→ **TEXT EXTRACT**:

Now available: May 2020 update of the Conditional Access Demystified Whitepaper, Workflow cheat sheet, Implementation workflow and Documentation spreadsheet

This article is part 3 of a series, for which the following articles are available:

Conditional Access demystified, part 1: Introduction
Conditional Access demystified, part 2: What is Conditional Access?
Conditional Access demystified, part 4: Designing a Conditional Access strategy
Conditional Access demystified, part 5: Implementing Conditional Access

Conditional Access demystified, part 6: Troubleshooting Conditional Access
Conditional Access demystified, part 7: Modifying Conditional Access to suit your special needs
Conditional Access demystified, part 8: Resources and further references

Microsoft explains Conditional Access in the following way. Conditional Access consists of access scenario’s called Conditional Access policies. An Conditional Access policy follows the following pattern:

When this happens, then to this

“When this happens” defines the reason for triggering your policy. This reason is characterized by a group of conditions that have been satisfied. With “Then do this” you define how users can access your cloud apps.

Technically this is translated to Conditions (When this happens) and Access controls (Then do this)

Conditional Access policy

Microsoft provides some already configured policies for you to use, called “Baseline policies”, these policies protect against many common task, at time of writing the following baseline policies exist:

  • Require MFA for admins
  • End user protection (preview)
  • Block legacy authentication (preview)
  • Require MFA for service management (preview)

→ **Recorded data**:
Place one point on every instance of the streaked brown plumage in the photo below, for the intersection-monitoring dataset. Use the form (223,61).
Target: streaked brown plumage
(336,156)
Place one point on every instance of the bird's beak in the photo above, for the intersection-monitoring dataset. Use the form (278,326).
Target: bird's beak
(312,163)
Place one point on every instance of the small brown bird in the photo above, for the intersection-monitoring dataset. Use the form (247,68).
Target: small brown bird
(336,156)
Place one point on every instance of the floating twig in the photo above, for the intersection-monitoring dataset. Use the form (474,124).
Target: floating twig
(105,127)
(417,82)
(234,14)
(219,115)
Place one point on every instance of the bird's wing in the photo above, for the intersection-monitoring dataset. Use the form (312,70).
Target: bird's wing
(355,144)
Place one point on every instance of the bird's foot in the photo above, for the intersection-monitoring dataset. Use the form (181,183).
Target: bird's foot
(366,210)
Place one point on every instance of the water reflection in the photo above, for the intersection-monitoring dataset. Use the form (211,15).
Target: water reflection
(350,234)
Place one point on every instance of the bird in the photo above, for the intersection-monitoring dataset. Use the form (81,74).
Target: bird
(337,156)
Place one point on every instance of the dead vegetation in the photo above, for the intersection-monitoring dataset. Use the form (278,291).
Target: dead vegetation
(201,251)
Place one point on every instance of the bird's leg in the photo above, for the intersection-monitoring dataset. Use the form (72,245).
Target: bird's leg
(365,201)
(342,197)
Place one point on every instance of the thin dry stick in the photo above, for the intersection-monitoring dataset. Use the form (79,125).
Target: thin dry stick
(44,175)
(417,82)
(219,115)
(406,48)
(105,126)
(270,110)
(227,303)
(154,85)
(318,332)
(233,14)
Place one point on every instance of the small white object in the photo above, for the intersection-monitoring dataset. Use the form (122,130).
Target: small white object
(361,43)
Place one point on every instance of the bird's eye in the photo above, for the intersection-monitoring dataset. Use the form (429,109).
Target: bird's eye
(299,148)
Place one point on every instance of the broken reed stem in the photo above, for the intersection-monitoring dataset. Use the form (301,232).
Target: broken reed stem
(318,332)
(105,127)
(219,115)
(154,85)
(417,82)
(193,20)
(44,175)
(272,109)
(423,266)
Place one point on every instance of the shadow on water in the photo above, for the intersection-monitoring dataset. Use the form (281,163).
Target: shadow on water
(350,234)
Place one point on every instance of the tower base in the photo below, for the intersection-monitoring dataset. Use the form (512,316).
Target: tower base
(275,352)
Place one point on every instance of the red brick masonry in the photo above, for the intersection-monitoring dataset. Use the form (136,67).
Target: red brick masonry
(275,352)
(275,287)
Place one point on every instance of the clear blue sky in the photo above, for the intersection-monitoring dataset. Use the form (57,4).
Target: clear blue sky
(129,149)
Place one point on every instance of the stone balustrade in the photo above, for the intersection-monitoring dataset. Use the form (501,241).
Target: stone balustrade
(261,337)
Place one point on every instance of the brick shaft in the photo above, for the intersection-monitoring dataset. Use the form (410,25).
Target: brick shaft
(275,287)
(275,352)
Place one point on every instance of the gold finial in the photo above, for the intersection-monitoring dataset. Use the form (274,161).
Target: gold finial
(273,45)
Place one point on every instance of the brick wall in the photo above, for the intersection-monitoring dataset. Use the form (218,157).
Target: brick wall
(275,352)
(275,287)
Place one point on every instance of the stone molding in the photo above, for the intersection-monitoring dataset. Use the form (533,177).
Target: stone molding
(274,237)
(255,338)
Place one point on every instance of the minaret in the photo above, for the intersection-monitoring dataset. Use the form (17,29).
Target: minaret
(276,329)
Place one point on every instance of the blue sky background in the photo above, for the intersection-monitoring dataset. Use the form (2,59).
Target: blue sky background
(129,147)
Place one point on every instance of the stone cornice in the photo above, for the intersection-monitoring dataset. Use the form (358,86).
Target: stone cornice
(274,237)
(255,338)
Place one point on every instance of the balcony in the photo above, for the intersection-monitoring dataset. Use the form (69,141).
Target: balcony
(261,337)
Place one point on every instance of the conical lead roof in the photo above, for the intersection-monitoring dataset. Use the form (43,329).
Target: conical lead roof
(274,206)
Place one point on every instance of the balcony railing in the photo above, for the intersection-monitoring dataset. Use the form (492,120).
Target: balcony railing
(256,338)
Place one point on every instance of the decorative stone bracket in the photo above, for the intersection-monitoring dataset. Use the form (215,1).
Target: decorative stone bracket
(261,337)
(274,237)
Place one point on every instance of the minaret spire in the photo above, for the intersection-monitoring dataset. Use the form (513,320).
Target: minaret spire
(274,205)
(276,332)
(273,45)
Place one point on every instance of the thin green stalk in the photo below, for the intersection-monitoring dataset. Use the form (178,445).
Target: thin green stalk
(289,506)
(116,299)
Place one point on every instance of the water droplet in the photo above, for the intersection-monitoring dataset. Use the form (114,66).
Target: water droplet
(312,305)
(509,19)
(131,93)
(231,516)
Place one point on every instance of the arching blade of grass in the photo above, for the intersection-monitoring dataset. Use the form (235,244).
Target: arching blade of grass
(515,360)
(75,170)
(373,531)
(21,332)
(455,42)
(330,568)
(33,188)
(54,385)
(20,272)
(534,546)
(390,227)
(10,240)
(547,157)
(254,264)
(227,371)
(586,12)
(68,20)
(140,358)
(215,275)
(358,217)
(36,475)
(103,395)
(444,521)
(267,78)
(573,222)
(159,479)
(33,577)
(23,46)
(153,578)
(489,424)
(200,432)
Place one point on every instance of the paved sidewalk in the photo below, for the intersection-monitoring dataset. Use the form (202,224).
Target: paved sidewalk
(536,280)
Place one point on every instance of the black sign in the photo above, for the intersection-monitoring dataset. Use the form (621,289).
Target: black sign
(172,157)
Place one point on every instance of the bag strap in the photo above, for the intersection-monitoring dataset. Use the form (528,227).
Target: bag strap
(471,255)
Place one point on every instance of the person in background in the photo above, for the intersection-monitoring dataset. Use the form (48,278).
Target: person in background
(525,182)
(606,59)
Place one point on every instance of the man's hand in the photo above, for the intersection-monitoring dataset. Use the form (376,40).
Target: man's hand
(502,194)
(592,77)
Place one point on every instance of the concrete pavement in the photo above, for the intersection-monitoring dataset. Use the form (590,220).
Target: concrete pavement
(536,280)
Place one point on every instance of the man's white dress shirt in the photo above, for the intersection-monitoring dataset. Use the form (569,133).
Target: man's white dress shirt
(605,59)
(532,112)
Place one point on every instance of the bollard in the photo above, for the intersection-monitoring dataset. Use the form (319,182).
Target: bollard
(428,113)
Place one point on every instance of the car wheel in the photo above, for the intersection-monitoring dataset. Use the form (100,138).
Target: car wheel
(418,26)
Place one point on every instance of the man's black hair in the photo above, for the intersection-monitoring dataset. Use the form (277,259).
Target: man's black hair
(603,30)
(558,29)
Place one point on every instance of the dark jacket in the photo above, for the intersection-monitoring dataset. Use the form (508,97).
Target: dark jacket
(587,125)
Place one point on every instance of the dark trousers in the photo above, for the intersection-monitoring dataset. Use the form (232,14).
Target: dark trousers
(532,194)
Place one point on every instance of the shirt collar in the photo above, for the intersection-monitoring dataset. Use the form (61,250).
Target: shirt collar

→ **OBJECTIVES**:
**a)** Using the Conditional Access text, explain what triggers a Conditional Access policy.
**b)** Write a continuation of the Conditional Access text, picking up right after its final line.
None of the recorded data is needed here.

→ **ANSWERS FOR THE TASKS**:
**a)** A policy is triggered by its "When this happens" part, which is characterized by a group of conditions that have been satisfied. Technically, this part corresponds to the policy's Conditions. The "Then do this" part, the Access controls, then defines how users can access cloud apps.

**b)**
Customers can also create their own “custom” Conditional Access policies, the figure below shows how a new Conditional Access policy are grouped into sections. The Conditions (When this happens) are grouped as assignments, and Access controls (Then do this) are grouped as Access controls.

New Conditonal Access Policy

The Microsoft description covers Conditional Access from a high-level overview, practically Conditional Access is a little more complex as explained in the following flowchart or cheat sheet. You can download this cheat sheet as PDF from the following location:

Conditional Access Workflow

Based on the Conditional Access Workflow Cheat sheet, we can translate the conditional access to the following formula:

Access to <provided> Clouds Apps except <provided> Cloud apps  by <provided> users and/or <provided> groups except <provided> users and/or <provided> groups using <provided> Sign-in Risk and/or <provided> Device Platform except <provided> Device Platform from <provided> Location except <provided> Location using <provided> Client apps with <provided> device state, except <provided> device state  Grants, Grants but <provided requirement must be fulfilled> or Blocks access.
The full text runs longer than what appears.